— begin Extracted entries —

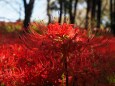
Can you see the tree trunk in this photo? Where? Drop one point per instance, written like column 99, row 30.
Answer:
column 112, row 15
column 99, row 2
column 48, row 11
column 61, row 10
column 70, row 12
column 88, row 13
column 28, row 12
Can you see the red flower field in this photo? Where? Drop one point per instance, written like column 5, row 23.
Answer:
column 61, row 56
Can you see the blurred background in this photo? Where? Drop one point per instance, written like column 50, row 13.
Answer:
column 96, row 14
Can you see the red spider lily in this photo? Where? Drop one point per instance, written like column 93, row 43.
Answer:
column 42, row 59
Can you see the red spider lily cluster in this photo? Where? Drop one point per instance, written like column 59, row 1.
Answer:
column 63, row 55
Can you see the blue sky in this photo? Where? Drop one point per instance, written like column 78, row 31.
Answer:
column 10, row 10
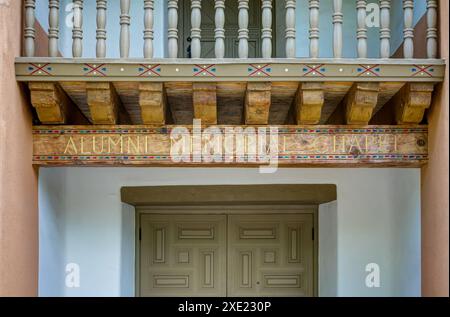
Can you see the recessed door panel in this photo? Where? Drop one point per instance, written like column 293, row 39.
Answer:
column 183, row 255
column 270, row 255
column 226, row 255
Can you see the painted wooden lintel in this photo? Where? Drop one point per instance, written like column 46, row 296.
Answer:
column 144, row 145
column 161, row 70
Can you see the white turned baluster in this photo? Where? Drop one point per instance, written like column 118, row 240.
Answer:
column 266, row 35
column 385, row 30
column 148, row 28
column 53, row 27
column 101, row 29
column 361, row 33
column 290, row 28
column 243, row 28
column 408, row 29
column 172, row 28
column 338, row 19
column 432, row 28
column 314, row 28
column 29, row 30
column 77, row 31
column 196, row 31
column 125, row 20
column 219, row 32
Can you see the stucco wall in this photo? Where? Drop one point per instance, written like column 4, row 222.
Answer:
column 18, row 179
column 378, row 220
column 328, row 256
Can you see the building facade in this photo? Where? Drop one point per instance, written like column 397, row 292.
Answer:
column 224, row 148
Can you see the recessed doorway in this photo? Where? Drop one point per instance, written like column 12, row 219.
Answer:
column 262, row 251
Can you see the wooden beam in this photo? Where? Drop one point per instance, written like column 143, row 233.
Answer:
column 411, row 102
column 204, row 98
column 360, row 102
column 103, row 102
column 152, row 101
column 309, row 102
column 52, row 105
column 257, row 103
column 296, row 146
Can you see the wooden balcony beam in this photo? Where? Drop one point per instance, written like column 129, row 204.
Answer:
column 103, row 102
column 152, row 101
column 309, row 102
column 412, row 101
column 257, row 103
column 52, row 104
column 204, row 98
column 361, row 102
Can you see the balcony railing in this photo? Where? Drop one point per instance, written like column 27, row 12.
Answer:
column 149, row 89
column 243, row 30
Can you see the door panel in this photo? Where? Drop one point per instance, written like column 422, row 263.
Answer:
column 183, row 255
column 194, row 255
column 270, row 255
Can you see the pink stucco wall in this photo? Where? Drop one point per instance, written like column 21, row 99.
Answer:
column 435, row 207
column 18, row 179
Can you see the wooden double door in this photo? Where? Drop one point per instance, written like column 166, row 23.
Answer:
column 226, row 255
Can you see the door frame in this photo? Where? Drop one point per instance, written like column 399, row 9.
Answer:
column 228, row 210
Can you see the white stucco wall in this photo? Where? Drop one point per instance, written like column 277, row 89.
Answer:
column 378, row 220
column 328, row 256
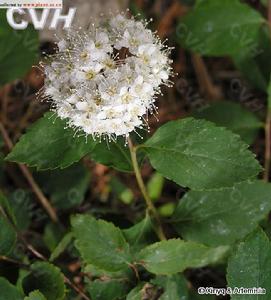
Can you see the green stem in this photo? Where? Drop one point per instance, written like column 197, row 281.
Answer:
column 149, row 203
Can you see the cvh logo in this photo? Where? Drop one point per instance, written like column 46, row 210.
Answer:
column 39, row 20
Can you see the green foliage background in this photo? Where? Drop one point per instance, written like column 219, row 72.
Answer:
column 116, row 247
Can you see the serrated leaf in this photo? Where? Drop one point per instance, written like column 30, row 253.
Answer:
column 100, row 243
column 66, row 188
column 255, row 62
column 144, row 290
column 62, row 245
column 107, row 289
column 205, row 31
column 141, row 234
column 8, row 234
column 175, row 255
column 19, row 50
column 9, row 291
column 46, row 278
column 114, row 154
column 174, row 287
column 249, row 266
column 48, row 144
column 199, row 155
column 36, row 295
column 136, row 293
column 221, row 217
column 234, row 117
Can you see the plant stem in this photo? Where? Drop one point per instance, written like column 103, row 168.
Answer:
column 267, row 155
column 149, row 203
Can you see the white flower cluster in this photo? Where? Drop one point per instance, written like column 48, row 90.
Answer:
column 105, row 80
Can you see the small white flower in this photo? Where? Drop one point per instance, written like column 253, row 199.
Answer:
column 105, row 80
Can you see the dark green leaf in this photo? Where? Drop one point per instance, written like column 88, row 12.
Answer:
column 219, row 28
column 174, row 287
column 8, row 291
column 136, row 293
column 255, row 62
column 175, row 255
column 61, row 247
column 18, row 50
column 107, row 289
column 7, row 236
column 67, row 187
column 221, row 217
column 249, row 266
column 48, row 144
column 114, row 154
column 36, row 295
column 7, row 233
column 101, row 243
column 234, row 117
column 52, row 235
column 143, row 291
column 46, row 278
column 141, row 234
column 155, row 186
column 199, row 155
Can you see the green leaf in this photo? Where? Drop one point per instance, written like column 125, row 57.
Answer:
column 9, row 291
column 114, row 154
column 195, row 296
column 255, row 62
column 219, row 28
column 175, row 255
column 52, row 235
column 136, row 293
column 46, row 278
column 143, row 290
column 141, row 234
column 249, row 266
column 18, row 50
column 199, row 155
column 8, row 234
column 48, row 144
column 21, row 203
column 36, row 295
column 66, row 188
column 155, row 186
column 107, row 289
column 221, row 217
column 174, row 287
column 61, row 247
column 100, row 243
column 234, row 117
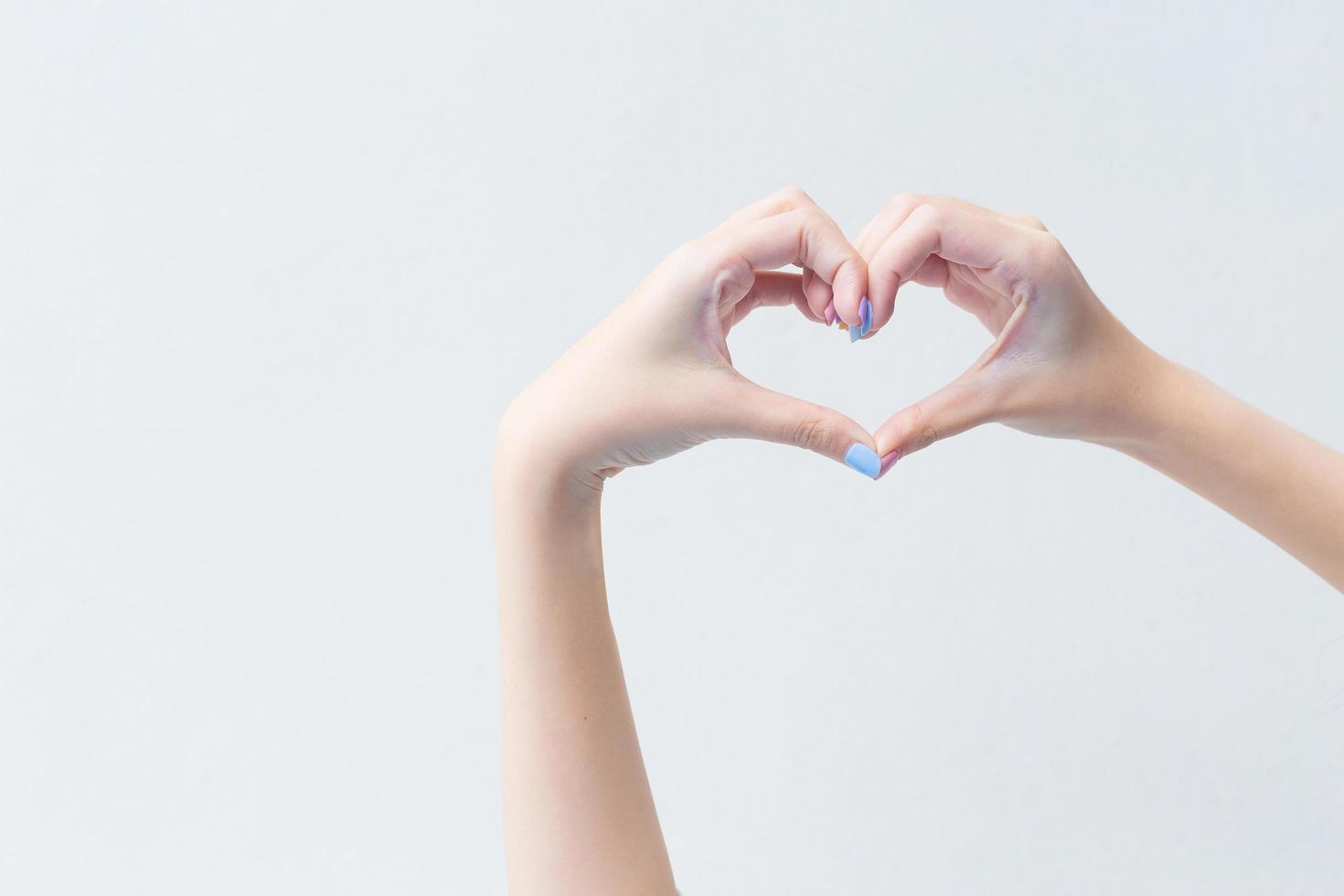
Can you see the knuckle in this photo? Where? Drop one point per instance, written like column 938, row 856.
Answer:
column 795, row 195
column 923, row 430
column 1050, row 248
column 812, row 432
column 928, row 214
column 902, row 202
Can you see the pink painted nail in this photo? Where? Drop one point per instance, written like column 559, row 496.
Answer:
column 889, row 461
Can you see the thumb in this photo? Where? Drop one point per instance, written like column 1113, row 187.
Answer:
column 755, row 412
column 955, row 407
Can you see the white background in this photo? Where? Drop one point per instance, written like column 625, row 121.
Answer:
column 269, row 272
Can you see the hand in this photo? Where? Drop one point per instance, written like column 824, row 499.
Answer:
column 1061, row 364
column 655, row 378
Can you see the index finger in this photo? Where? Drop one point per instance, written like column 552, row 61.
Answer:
column 804, row 237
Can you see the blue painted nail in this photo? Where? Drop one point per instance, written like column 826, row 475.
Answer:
column 864, row 460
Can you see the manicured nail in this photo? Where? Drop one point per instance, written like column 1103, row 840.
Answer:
column 864, row 460
column 889, row 461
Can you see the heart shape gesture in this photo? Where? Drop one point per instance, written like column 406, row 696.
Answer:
column 656, row 378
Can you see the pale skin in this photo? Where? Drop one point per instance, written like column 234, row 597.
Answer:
column 655, row 378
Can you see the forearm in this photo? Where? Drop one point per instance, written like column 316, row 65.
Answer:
column 1281, row 483
column 578, row 815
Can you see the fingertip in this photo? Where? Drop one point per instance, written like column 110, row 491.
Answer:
column 889, row 461
column 849, row 286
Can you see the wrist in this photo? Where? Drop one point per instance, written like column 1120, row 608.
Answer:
column 1164, row 400
column 535, row 465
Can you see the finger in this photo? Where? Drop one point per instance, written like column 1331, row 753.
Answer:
column 752, row 411
column 934, row 229
column 955, row 407
column 772, row 289
column 809, row 238
column 817, row 291
column 886, row 220
column 775, row 203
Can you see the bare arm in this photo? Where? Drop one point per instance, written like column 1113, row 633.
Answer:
column 1285, row 485
column 1062, row 366
column 648, row 382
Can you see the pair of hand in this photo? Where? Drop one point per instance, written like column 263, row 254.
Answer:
column 655, row 378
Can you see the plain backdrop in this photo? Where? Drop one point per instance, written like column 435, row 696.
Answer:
column 269, row 272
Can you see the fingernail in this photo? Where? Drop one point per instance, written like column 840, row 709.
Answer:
column 863, row 458
column 889, row 461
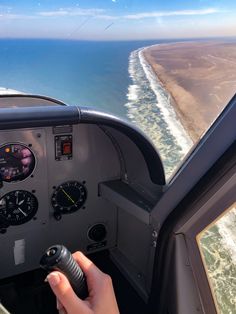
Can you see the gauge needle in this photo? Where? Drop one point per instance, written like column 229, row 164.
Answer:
column 22, row 211
column 68, row 196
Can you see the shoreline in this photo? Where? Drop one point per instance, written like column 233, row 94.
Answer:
column 167, row 86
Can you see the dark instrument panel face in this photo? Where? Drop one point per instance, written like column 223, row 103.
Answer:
column 17, row 162
column 17, row 207
column 69, row 197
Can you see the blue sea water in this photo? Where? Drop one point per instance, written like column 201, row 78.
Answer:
column 112, row 76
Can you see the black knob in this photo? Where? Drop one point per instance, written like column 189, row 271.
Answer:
column 57, row 257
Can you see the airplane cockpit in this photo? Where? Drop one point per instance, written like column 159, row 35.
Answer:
column 117, row 157
column 93, row 182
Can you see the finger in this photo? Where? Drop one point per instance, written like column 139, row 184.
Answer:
column 64, row 293
column 86, row 264
column 94, row 275
column 59, row 305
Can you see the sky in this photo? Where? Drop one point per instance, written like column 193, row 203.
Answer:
column 117, row 19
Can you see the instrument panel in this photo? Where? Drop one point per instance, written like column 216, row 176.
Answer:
column 50, row 192
column 17, row 162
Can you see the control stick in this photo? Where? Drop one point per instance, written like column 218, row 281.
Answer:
column 58, row 257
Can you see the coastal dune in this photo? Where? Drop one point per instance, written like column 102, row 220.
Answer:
column 200, row 77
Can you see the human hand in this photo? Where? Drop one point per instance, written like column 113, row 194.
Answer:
column 101, row 299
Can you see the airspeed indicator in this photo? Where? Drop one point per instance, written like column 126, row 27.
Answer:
column 69, row 197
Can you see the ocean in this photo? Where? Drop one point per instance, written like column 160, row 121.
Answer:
column 114, row 77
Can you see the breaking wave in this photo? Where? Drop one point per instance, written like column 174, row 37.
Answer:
column 149, row 106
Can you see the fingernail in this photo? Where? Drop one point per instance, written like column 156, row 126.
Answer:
column 59, row 305
column 53, row 279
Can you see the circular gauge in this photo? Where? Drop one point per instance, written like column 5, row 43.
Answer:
column 18, row 207
column 17, row 162
column 69, row 197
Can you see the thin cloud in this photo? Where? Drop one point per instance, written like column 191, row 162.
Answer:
column 143, row 15
column 73, row 12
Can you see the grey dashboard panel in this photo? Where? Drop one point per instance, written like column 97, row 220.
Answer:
column 119, row 168
column 32, row 238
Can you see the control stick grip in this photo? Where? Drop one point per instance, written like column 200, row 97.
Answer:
column 58, row 257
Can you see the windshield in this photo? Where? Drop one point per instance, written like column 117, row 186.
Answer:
column 169, row 67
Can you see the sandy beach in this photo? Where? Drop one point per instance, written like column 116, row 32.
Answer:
column 200, row 77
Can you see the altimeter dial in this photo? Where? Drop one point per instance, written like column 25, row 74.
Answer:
column 69, row 197
column 18, row 207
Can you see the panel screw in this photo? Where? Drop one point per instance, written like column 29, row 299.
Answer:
column 154, row 234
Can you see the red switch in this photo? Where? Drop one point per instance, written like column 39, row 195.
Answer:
column 67, row 148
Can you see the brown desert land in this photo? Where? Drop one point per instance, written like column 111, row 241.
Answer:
column 200, row 77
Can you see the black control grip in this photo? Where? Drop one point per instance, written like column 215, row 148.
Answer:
column 57, row 257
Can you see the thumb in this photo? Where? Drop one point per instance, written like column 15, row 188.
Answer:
column 65, row 294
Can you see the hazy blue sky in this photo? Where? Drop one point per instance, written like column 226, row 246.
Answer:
column 117, row 19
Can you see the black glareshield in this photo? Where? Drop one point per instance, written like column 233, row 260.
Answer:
column 57, row 257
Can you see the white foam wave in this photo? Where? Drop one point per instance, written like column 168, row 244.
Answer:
column 149, row 107
column 164, row 103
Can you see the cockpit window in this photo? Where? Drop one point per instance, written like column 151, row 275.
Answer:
column 169, row 67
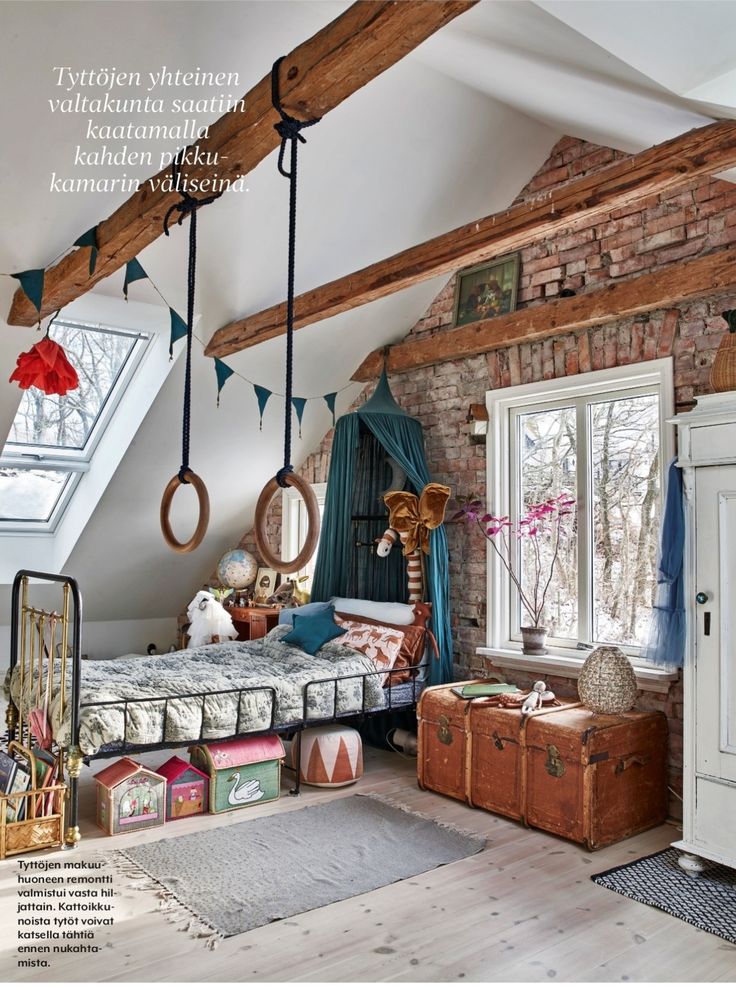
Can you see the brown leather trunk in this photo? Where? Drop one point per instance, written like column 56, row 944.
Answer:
column 594, row 779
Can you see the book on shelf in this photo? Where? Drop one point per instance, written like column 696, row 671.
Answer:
column 14, row 779
column 488, row 689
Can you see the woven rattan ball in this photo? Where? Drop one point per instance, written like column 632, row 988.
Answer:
column 607, row 682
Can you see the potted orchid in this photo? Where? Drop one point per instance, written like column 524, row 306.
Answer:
column 541, row 530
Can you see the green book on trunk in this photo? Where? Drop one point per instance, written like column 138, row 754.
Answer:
column 487, row 690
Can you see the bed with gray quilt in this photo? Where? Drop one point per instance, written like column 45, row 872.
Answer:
column 213, row 692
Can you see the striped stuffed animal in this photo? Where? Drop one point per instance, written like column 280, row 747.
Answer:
column 411, row 518
column 414, row 575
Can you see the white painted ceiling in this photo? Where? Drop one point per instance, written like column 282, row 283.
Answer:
column 449, row 134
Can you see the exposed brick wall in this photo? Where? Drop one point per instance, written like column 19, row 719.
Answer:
column 629, row 241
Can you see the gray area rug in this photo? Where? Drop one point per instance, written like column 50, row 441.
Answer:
column 247, row 874
column 707, row 901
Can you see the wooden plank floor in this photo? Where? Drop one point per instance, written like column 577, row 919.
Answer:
column 522, row 910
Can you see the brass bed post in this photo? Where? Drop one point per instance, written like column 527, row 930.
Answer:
column 26, row 623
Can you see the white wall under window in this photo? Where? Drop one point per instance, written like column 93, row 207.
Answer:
column 603, row 438
column 294, row 526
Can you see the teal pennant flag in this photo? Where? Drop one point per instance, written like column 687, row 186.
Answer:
column 223, row 372
column 299, row 405
column 330, row 400
column 133, row 272
column 263, row 395
column 89, row 239
column 178, row 330
column 32, row 284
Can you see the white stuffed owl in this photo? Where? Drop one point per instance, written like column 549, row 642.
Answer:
column 208, row 619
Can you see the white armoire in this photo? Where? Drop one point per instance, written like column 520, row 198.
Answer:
column 707, row 455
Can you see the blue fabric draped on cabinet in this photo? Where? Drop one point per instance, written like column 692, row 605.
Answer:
column 666, row 646
column 401, row 437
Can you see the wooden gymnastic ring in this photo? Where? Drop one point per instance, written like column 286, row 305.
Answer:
column 204, row 513
column 310, row 544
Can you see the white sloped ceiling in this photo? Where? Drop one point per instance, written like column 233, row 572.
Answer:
column 449, row 134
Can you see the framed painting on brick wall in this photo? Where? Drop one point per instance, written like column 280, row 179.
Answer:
column 486, row 290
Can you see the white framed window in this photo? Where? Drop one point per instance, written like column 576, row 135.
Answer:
column 53, row 437
column 603, row 438
column 294, row 525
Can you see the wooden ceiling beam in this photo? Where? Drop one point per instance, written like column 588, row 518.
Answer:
column 657, row 290
column 661, row 169
column 356, row 47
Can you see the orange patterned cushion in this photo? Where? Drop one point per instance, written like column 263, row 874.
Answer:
column 379, row 643
column 412, row 648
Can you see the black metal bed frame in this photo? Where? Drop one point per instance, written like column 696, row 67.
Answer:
column 74, row 756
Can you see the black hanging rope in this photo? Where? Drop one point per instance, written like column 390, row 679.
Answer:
column 289, row 129
column 188, row 206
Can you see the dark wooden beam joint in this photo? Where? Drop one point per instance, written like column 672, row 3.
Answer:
column 662, row 169
column 360, row 44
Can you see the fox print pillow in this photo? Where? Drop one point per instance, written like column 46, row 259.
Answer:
column 379, row 643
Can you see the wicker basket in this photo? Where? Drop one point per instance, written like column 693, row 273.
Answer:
column 723, row 372
column 607, row 683
column 35, row 831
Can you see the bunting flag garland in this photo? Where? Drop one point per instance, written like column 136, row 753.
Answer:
column 178, row 330
column 330, row 400
column 223, row 372
column 299, row 405
column 133, row 272
column 263, row 395
column 32, row 284
column 89, row 239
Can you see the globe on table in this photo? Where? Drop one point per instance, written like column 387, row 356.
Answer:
column 237, row 569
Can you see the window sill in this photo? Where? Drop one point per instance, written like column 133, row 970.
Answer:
column 647, row 678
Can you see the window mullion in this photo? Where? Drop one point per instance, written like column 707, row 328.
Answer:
column 583, row 494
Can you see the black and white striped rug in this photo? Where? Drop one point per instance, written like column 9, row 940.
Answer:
column 707, row 901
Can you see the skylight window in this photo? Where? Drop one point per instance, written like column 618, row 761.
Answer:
column 53, row 437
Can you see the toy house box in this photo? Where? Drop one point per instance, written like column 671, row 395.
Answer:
column 241, row 771
column 187, row 789
column 129, row 797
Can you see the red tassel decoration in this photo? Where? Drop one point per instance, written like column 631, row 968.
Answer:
column 46, row 367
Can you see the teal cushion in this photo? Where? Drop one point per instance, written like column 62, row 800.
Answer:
column 311, row 632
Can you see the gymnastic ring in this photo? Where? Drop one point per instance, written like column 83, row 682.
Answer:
column 313, row 525
column 204, row 512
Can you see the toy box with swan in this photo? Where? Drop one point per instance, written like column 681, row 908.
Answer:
column 241, row 771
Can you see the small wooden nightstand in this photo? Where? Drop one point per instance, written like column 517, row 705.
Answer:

— end Extracted entries —

* **Written exercise**:
Please repeat the rows above verbatim, from the line that contains "Can you see the framed" through the line that contains "column 486, row 290", both included.

* **Result of the exercise**:
Can you see the framed painting on brick wall in this photo? Where? Drop one point per instance, written like column 280, row 179.
Answer:
column 486, row 290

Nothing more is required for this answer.